Region annotation items
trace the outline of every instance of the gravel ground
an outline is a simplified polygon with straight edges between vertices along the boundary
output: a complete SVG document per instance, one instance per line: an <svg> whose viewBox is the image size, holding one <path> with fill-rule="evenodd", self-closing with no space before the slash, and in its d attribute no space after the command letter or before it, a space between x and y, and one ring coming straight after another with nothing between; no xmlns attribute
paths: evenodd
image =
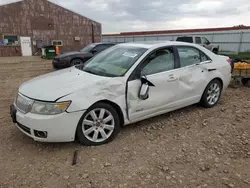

**Instructions for the task:** Put every line of the listing above into a JSON list of strings, one string per line, with blank lines left out. Leave the pictures out of the list.

**Task answer:**
[
  "trace the outline of every instance of the gravel ground",
  "an outline is a simplified polygon with straight edges between vertices along the boundary",
  "output: a complete SVG document per instance, one instance per line: an <svg> whose viewBox is the image size, holding one <path> with fill-rule=\"evenodd\", self-closing with no space before the slash, and in its d attribute no space after the command letter or before it, a space between x and y, and one ring coming straight after another with nothing between; no xmlns attribute",
  "paths: evenodd",
  "image ="
]